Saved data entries

━━━━

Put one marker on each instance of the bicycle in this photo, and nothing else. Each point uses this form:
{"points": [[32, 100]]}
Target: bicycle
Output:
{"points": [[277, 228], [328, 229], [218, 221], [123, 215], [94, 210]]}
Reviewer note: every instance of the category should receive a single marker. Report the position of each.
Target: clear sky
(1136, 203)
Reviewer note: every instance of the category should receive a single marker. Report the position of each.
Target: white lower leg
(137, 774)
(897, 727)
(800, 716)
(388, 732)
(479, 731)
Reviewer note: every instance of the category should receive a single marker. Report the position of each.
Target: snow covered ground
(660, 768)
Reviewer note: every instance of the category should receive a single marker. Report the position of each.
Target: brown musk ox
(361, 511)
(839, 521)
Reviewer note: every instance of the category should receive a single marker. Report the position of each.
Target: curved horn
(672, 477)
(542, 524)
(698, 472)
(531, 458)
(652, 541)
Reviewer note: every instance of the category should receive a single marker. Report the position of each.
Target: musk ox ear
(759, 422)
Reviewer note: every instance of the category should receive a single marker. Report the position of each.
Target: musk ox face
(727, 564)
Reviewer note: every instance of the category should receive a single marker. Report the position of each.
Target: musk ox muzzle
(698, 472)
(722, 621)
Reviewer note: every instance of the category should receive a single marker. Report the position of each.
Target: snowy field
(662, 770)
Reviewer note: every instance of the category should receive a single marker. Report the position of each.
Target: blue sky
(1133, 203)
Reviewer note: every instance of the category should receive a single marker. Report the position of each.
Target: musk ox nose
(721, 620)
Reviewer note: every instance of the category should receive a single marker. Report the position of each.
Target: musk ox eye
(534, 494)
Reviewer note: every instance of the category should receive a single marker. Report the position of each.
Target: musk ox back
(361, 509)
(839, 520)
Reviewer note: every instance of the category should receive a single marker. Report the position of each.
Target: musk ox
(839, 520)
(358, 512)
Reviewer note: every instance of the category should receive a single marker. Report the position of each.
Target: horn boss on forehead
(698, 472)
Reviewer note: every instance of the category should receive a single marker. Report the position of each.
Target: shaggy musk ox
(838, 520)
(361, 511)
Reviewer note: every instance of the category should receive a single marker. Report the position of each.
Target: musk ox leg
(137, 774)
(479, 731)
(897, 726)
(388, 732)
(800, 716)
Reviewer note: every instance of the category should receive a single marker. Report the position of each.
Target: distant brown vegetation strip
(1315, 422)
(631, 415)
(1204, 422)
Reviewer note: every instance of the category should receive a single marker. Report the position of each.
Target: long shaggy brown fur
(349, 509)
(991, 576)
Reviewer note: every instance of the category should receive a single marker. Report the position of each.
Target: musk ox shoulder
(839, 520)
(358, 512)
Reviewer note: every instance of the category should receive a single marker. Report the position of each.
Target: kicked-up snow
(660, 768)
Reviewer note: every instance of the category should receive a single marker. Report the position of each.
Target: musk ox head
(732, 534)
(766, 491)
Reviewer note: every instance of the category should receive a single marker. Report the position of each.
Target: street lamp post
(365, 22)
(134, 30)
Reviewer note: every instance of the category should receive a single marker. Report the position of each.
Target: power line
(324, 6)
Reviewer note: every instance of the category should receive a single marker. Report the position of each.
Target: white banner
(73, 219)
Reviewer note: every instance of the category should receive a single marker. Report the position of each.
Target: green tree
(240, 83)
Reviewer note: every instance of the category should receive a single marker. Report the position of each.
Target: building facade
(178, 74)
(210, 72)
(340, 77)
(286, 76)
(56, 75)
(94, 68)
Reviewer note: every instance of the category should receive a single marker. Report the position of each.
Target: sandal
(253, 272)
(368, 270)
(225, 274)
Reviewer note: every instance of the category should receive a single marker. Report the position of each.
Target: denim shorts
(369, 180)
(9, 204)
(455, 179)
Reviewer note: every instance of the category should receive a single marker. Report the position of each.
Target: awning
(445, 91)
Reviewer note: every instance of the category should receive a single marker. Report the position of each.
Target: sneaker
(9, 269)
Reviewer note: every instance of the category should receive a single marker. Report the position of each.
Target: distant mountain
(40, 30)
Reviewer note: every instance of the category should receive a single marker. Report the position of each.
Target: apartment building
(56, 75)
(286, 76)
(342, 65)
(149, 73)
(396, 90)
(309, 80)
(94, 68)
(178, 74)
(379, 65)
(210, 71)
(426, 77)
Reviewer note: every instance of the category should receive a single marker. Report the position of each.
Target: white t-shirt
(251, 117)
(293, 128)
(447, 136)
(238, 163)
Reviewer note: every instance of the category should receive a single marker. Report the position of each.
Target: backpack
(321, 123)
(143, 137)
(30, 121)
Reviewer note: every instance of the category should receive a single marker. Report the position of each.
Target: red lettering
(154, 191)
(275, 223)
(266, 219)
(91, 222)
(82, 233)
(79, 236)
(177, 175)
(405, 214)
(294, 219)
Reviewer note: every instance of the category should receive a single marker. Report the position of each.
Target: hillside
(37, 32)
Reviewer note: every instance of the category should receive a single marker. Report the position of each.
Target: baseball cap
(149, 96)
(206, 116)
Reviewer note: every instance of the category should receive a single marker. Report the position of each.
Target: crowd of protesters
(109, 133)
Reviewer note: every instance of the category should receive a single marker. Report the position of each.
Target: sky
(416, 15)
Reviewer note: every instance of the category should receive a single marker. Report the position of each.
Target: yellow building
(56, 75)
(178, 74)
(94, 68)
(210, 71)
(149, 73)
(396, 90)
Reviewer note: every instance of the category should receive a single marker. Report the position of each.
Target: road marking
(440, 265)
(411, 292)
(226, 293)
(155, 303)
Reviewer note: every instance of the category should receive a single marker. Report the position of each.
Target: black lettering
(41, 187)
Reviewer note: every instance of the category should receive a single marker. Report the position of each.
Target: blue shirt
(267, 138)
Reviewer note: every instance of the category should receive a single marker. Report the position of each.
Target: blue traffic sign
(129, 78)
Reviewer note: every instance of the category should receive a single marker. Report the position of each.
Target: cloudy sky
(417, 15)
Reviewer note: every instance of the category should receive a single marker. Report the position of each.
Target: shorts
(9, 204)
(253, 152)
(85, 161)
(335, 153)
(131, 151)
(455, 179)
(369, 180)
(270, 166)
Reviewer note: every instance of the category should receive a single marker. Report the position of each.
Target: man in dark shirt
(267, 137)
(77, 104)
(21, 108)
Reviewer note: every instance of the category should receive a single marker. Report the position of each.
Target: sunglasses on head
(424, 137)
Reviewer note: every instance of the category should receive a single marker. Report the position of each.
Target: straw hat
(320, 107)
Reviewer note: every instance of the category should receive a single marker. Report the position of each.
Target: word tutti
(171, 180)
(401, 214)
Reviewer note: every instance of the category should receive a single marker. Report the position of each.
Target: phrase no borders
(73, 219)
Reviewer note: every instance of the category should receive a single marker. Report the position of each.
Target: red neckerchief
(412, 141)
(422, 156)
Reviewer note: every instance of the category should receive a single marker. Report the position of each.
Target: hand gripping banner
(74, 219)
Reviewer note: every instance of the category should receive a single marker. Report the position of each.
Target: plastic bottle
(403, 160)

━━━━

• **ABOUT THIS EXERCISE**
Write the entries out again, exactly and completely.

• **TASK SOLUTION**
Put one marker on each instance of the bicycle in this photo, and nothing else. Each point uses this form:
{"points": [[32, 100]]}
Target: bicycle
Output:
{"points": [[277, 228], [328, 229], [218, 221], [123, 215], [94, 210]]}
Reviewer note: every instance of the category should receive a single marker. Report the position of each.
Target: clear sky
(1136, 203)
Reviewer note: every instance of the category should receive a single marker. Report the position of each.
Target: white lower leg
(137, 774)
(897, 727)
(800, 716)
(388, 732)
(479, 731)
Reviewer note: every instance of the category should receive a single marker. Report the position of each.
Target: snow covered ground
(660, 768)
Reviewer note: every instance of the category should receive a single marker. Report the position of each.
Target: brown musk ox
(361, 511)
(839, 521)
Reviewer note: every instance of the category should receive a single marker. Report the position of each.
Target: curved horn
(672, 477)
(542, 524)
(698, 472)
(531, 458)
(652, 541)
Reviewer note: every instance of the category should receive a single marker. Report the position of each.
Target: musk ox ear
(759, 422)
Reviewer note: every instance of the category should receive a single marker. Report the position of each.
Target: musk ox face
(727, 564)
Reviewer note: every instance of the category should receive a single marker. Report the position of each.
Target: musk ox muzzle
(698, 472)
(722, 621)
Reviewer note: every instance of the category should receive a single marker. Report the position of each.
Target: snowy field
(662, 770)
Reviewer note: every instance of the category should receive a single marker. Report the position of each.
Target: blue sky
(1133, 203)
Reviewer note: every instance of the category should receive a single marker. Report the position of each.
Target: musk ox nose
(721, 620)
Reviewer note: every instance of the category should receive a single marker. Report the position of each.
Target: musk ox eye
(534, 494)
Reviewer note: every instance of the category should receive a single marker. Report the position of each.
Target: musk ox back
(361, 509)
(839, 520)
Reviewer note: every instance of the category should receive a single marker. Report the position of each.
Target: musk ox
(839, 520)
(358, 512)
Reviewer note: every instance of the category should receive a single marker. Report the position of each.
Target: horn boss on forehead
(698, 472)
Reviewer note: every instance of the category should receive a single marker. Report the position of each.
Target: shaggy musk ox
(838, 520)
(361, 511)
Reviewer note: every instance of the category should receive a single marker. Report the position of each.
Target: musk ox leg
(137, 774)
(479, 731)
(897, 726)
(388, 732)
(800, 716)
Reviewer note: every instance of the category should receive a single marker. Report the position of each.
Target: distant brown vegetation strip
(1315, 422)
(631, 415)
(1204, 422)
Reviewer note: every instance of the category should receive a single marker. Report the position of each.
Target: long shaggy brown fur
(349, 509)
(991, 576)
Reviewer note: every instance of the category should receive a single marker. Report the position of each.
Target: musk ox shoulder
(839, 520)
(358, 512)
Reviewer note: every instance of the category should receive a single marker. Report the position of each.
Target: kicked-up snow
(660, 768)
Reviewer note: every instance of the category should receive a single marker. Report the position of each.
Target: musk ox head
(732, 534)
(766, 491)
Reviewer note: every instance of the category should receive a single marker. Report the position of each.
Target: street lamp post
(365, 22)
(134, 30)
Reviewer note: every instance of the category should receive a single marker. Report the position of each.
Target: power line
(324, 6)
Reviewer note: every instance of the category should receive a single marker. Report the position of each.
Target: white banner
(73, 219)
Reviewer note: every instance of the category should receive a single marker. Report the position of each.
Target: green tree
(240, 83)
Reviewer note: every instance of the category should receive a single marker. Report the position of each.
Target: building facade
(178, 74)
(210, 72)
(340, 77)
(286, 76)
(56, 75)
(94, 68)
Reviewer note: every instance of the category should receive a single marker. Report the position of each.
Target: sandal
(253, 272)
(368, 270)
(225, 274)
Reviewer note: every instance of the category should receive a single marker. Report the position of each.
Target: denim shorts
(369, 180)
(9, 204)
(455, 179)
Reviewer note: every instance of the category should receive a single marker. Report the position of each.
Target: awning
(445, 91)
Reviewer note: every instance of the category should receive a single marker. Report the position of each.
Target: sneaker
(9, 269)
Reviewer note: every instance of the category should receive a single marker. Report the position of each.
Target: distant mountain
(40, 30)
Reviewer note: every instance of the category should receive a single marker. Report the position of each.
Target: apartment building
(56, 75)
(286, 76)
(342, 65)
(149, 73)
(396, 90)
(309, 80)
(94, 68)
(178, 74)
(379, 65)
(210, 71)
(426, 77)
Reviewer note: every instance of the category should receive a single marker. Report the position of each.
Target: white t-shirt
(251, 117)
(293, 128)
(447, 136)
(238, 163)
Reviewer note: every instance of the category should receive a single marker. Report the position of each.
Target: backpack
(321, 123)
(143, 137)
(30, 121)
Reviewer note: every instance of the category should receive a single marker. Report the position of each.
Target: red lettering
(154, 191)
(275, 223)
(266, 219)
(91, 222)
(82, 233)
(79, 236)
(177, 175)
(405, 214)
(294, 219)
Reviewer note: every instance of the category should receive a single marker. Report the position of each.
Target: hillside
(37, 32)
Reviewer note: every instance of the category should receive a single marker. Report the position of each.
Target: baseball cap
(149, 96)
(206, 116)
Reviewer note: every instance of the category should receive a single marker. Report the position of each.
Target: crowd of protesters
(109, 133)
Reviewer note: every instance of the category should receive a single marker. Report the position of each.
Target: sky
(416, 15)
Reviewer note: every instance of the category should receive a single marker. Report the position of each.
Target: yellow building
(56, 75)
(178, 74)
(94, 68)
(210, 71)
(149, 73)
(396, 90)
Reviewer note: every instance of the category should receive a single marker. Report the position of each.
Target: road marking
(440, 265)
(411, 292)
(226, 293)
(155, 303)
Reviewer note: every instance of the category should receive a single marker. Report the position of each.
Target: black lettering
(41, 187)
Reviewer note: every instance of the category should receive a single marker. Report the position of each.
Target: blue shirt
(267, 138)
Reviewer note: every instance of the category should receive a single marker. Report the position of each.
Target: blue traffic sign
(129, 78)
Reviewer note: every instance of the category should receive a single marker. Report the position of each.
Target: cloudy sky
(417, 15)
Reviewer note: every instance of the category should receive a single marker. Report the position of each.
Target: shorts
(9, 204)
(253, 152)
(85, 161)
(335, 153)
(131, 151)
(455, 179)
(369, 180)
(270, 166)
Reviewer note: every instance of the category should receive a single marker. Report the position of each.
Target: man in dark shirt
(267, 137)
(77, 104)
(21, 108)
Reviewer note: every instance of the category should receive a single marker. Report the position of each.
Target: sunglasses on head
(424, 137)
Reviewer note: every instance of the category should receive a single marker. Report the position of each.
Target: straw hat
(320, 107)
Reviewer note: every instance of the category should receive a single marker. Report the position of each.
Target: word tutti
(171, 180)
(401, 214)
Reviewer note: every instance of the category should receive a single marker. Report the position of each.
Target: phrase no borders
(73, 219)
Reviewer note: every instance of the category should receive a single marker. Report the position of each.
Target: red neckerchief
(412, 141)
(422, 156)
Reviewer note: every instance of the category should receive a single marker. Report the position of each.
Target: hand gripping banner
(74, 219)
Reviewer note: every instance of the category should receive a single marker. Report the position of each.
Target: plastic bottle
(403, 160)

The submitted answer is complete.